In the article below on NASA's waste-recycling research, list each four-digit year it mentions and the event it ties to that year.
BEGIN Document excerpt
Astronauts drink recycled human waste urine on the ISS
The Expedition 19 crew participates in a toast aboard the International Space Station. Credit: NASA TV Space.com

The NASA has funded researchers US$200,000 a year to analyse how to recycle human faeces into synthetic food. The project, which will be funded for up to three years, aims to help astronauts sustain food on deep space explorations or extended journey to Mars.

The researchers at Clemson University in South Carolina will receive the grant to conduct the project. Clemson was one of the eight universities in the US allocated with the grant to focus on the "innovative, early stage technologies that will address high-priority needs of America's space program," NASA said in a press release.

By providing new means to produce food through synthetic, biology-based approaches, NASA said it would bring huge impacts into space exploration at distant destinations. The project, titled "Synthetic Biology for Recycling Human Waste into Food, Nutraceuticals, and Materials: Closing the Loop for Long-Term Space Travel," is being led by synthetic biologist Mark Blenner at Clemson University.

"Technology drives exploration… these early career researchers will provide fuel for NASA's innovation engine,” said Steve Jurczyk, associate administrator for NASA's Space Technology Mission Directorate. The investments in the technologies and the technologists for the projects are essential to ensure the capabilities of the agency and the nation “to meet the challenges” along the journey to Mars, he added.

To date, NASA has been paying commercial carriers, such as SpaceX, to carry supplies of food to and from the International Space Station, or ISS, since the Space Shuttle programme ended in 2011. The agency is also conducting research projects to provide new ways for astronauts to grow their own food in orbit.

In May, astronauts started growing red romaine lettuce on the ISS, and on Aug 10, they had the first successful taste test of the produce. The astronauts were the first people to eat food grown at the Veggie plant growth system aboard the space laboratory.

Also, astronauts already drink their own recycled urine water after the successful testing of the wastewater recycling system on the ISS in 2009. To date, there is still no further information available about the “poop recycling” project for deep space exploration, but NASA aims to land the first manned mission on Mars by 2030.
END Document excerpt
BEGIN Extracted entries
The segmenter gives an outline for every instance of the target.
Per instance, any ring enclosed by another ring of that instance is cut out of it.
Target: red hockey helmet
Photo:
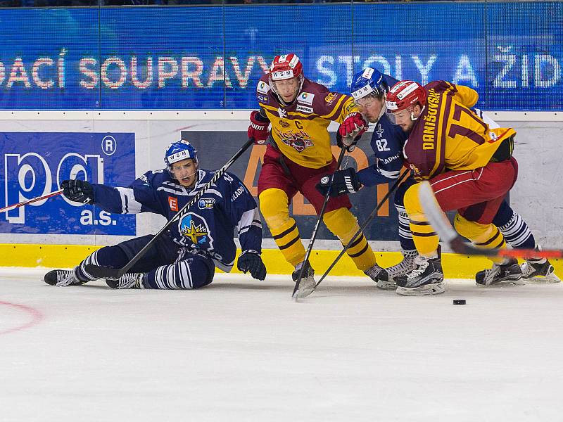
[[[404,110],[417,103],[422,107],[426,102],[426,91],[422,85],[414,81],[399,81],[395,84],[385,98],[388,111]]]
[[[301,76],[303,66],[296,54],[276,56],[270,66],[270,77],[272,81],[281,81]]]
END Extracted entries
**Task response:**
- 2009: The wastewater recycling system on the ISS was successfully tested.
- 2011: The Space Shuttle programme ended.
- 2030: NASA aims to land the first manned mission on Mars by this year.